*Assigned task:* Please return the whole listing. Keep each line exactly the same.

*Data records:*

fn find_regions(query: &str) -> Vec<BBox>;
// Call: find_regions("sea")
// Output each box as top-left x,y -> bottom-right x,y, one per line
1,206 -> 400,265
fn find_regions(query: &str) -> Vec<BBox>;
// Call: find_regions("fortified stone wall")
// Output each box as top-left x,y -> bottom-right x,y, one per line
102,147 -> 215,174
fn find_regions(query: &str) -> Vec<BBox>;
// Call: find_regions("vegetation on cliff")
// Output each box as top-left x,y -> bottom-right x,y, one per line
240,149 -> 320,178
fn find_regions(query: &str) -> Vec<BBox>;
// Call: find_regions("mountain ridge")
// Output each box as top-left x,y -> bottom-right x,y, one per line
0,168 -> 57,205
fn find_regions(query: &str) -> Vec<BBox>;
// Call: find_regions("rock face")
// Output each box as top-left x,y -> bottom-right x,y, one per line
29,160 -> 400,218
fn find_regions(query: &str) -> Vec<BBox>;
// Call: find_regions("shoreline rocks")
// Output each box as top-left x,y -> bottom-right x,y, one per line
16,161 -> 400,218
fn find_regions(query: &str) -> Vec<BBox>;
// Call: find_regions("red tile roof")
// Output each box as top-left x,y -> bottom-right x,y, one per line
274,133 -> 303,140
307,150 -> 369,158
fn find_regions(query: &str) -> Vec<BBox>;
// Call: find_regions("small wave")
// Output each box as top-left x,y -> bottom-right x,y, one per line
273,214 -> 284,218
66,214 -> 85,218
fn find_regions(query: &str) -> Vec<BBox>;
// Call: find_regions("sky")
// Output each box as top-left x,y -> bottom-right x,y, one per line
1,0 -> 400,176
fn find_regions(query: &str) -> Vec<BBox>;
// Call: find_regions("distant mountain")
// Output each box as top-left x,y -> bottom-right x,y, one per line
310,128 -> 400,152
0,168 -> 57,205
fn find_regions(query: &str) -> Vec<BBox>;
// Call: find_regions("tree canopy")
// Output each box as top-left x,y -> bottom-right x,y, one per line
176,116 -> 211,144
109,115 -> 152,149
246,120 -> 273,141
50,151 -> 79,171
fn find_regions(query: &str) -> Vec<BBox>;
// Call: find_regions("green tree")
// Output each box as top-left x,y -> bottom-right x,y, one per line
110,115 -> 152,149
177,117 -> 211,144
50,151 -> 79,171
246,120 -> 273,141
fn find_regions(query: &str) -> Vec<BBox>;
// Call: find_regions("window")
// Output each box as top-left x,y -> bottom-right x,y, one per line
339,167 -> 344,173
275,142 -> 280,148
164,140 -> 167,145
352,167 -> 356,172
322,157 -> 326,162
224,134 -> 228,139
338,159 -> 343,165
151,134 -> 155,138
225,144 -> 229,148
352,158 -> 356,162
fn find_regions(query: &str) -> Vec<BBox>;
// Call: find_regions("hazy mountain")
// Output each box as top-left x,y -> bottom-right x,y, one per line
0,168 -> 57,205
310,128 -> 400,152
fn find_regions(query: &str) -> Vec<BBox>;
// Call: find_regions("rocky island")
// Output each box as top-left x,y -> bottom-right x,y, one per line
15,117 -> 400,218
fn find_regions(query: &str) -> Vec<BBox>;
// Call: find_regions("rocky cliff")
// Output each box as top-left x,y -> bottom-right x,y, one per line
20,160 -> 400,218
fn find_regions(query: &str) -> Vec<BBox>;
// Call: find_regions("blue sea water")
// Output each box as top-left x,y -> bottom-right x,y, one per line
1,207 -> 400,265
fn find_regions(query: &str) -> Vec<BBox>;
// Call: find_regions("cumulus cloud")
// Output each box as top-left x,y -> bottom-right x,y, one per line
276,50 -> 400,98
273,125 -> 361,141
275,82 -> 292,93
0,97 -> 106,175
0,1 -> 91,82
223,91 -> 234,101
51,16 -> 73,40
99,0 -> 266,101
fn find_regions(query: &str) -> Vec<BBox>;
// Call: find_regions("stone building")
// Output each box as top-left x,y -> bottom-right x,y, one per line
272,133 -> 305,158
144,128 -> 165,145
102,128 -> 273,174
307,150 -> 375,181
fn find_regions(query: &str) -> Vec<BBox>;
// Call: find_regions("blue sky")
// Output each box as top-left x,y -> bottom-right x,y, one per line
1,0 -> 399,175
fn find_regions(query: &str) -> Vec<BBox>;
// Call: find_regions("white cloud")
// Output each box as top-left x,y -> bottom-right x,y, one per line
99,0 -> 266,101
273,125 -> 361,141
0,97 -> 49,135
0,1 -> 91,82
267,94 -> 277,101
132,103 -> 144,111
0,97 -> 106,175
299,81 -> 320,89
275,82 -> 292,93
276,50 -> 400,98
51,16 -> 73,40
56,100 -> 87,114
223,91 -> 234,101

*Solution for this task:*
fn find_regions(query: &str) -> Vec<BBox>;
// Call: find_regions("sea")
// Output each box as top-left x,y -> bottom-right x,y, one per line
1,206 -> 400,265
fn find_regions(query: &str) -> Vec<BBox>;
// Call: find_regions("fortified stone wall")
// Output each box as top-left x,y -> bottom-right x,y, one per line
102,147 -> 215,174
fn find_regions(query: &str) -> Vec<BBox>;
// Call: find_regions("vegetation on cliff")
// Output each box as top-left x,y -> bottom-right x,y, one per line
240,149 -> 320,178
fn find_regions(query: &str) -> Vec<BBox>;
// Call: find_regions("mountain ridge")
// Output each box as top-left x,y -> bottom-right x,y, one per line
0,168 -> 57,205
fn find_regions(query: &str) -> Vec<BBox>;
// Call: find_regions("rock face")
// Output each box as top-left x,y -> bottom-right x,y, one per line
29,160 -> 400,218
fn find_regions(query: &str) -> Vec<BBox>;
// Call: find_regions("shoreline rocks")
// Output each box as top-left x,y -> bottom-right x,y, one per line
16,161 -> 400,218
fn find_regions(query: &str) -> Vec<BBox>;
// Call: find_regions("red tile roof")
// Output each box as top-left x,y -> bottom-right x,y, one per line
274,133 -> 303,140
307,150 -> 369,158
fn find_regions(query: &str) -> Vec<BBox>;
// Call: find_regions("small wave")
// Output each box as top-left x,y -> bottom-right x,y, one per line
273,214 -> 284,218
66,214 -> 85,218
fn find_regions(query: &str) -> Vec<BBox>;
// Call: find_regions("sky")
// Output each box as top-left x,y -> bottom-right x,y, one per line
1,0 -> 400,176
fn find_regions(query: &str) -> Vec<BBox>;
// Call: find_regions("distant mountain")
// Output each box as top-left x,y -> bottom-right x,y, one per line
310,128 -> 400,152
0,168 -> 57,205
fn find_regions(query: &str) -> Vec<BBox>;
// Call: find_regions("tree canopy")
// Output each box as top-left x,y -> bottom-right x,y, one per line
176,116 -> 211,144
109,115 -> 152,149
246,120 -> 273,141
50,151 -> 79,171
fn find_regions(query: &str) -> Vec<BBox>;
// Call: find_regions("green tree")
// Output each box as top-left x,y -> bottom-right x,y, one per line
110,115 -> 152,149
177,117 -> 211,144
50,151 -> 79,171
246,120 -> 273,141
fn find_regions(query: &str) -> Vec<BBox>;
// Call: find_regions("window")
// Output each box as top-left x,y -> bottom-right x,y, one per line
339,167 -> 344,173
275,142 -> 280,148
164,140 -> 167,145
352,167 -> 356,172
322,157 -> 326,162
224,134 -> 228,139
338,159 -> 343,165
151,134 -> 155,138
225,144 -> 229,148
352,158 -> 356,162
fn find_regions(query: &str) -> Vec<BBox>;
// Call: find_regions("hazy mountain")
// Output each box as top-left x,y -> bottom-right x,y, one per line
0,168 -> 57,205
310,128 -> 400,152
fn find_regions(query: &str) -> Vec<BBox>;
// Call: find_regions("rocky island")
// Output each box as top-left x,y -> bottom-right x,y, one per line
15,117 -> 400,218
fn find_regions(query: &str) -> Vec<BBox>;
// Call: find_regions("rocky cliff")
// Output each box as top-left x,y -> bottom-right x,y, one per line
20,160 -> 400,218
fn find_regions(query: &str) -> Vec<BBox>;
// Call: find_regions("blue sea water")
// Output each box as top-left x,y -> bottom-right x,y, one per line
1,207 -> 400,265
fn find_regions(query: &str) -> Vec<BBox>;
// Call: find_regions("cumulus cloud")
// Output each box as top-left x,y -> bottom-right x,y, one per line
276,50 -> 400,98
273,125 -> 361,141
275,82 -> 292,93
0,97 -> 106,175
0,1 -> 91,82
223,91 -> 234,101
51,16 -> 73,40
99,0 -> 266,101
fn find_regions(query: &str) -> Vec<BBox>;
// Call: find_regions("stone building")
// Output each box as top-left x,y -> bottom-right x,y, one per line
272,133 -> 305,158
144,128 -> 165,145
102,128 -> 273,174
307,150 -> 375,181
fn find_regions(query: &str) -> Vec<BBox>;
// Call: find_regions("blue sky")
// Output each box as top-left x,y -> bottom-right x,y, one per line
1,0 -> 399,175
fn find_regions(query: &str) -> Vec<BBox>;
// Call: find_regions("white cloud")
// Output each box as top-left x,y -> bottom-right x,y, one per line
99,0 -> 266,101
273,125 -> 361,141
0,97 -> 49,135
0,1 -> 91,82
267,94 -> 277,101
132,103 -> 144,111
0,97 -> 106,175
299,81 -> 320,89
275,82 -> 292,93
276,50 -> 400,98
51,16 -> 73,40
56,100 -> 87,114
223,91 -> 234,101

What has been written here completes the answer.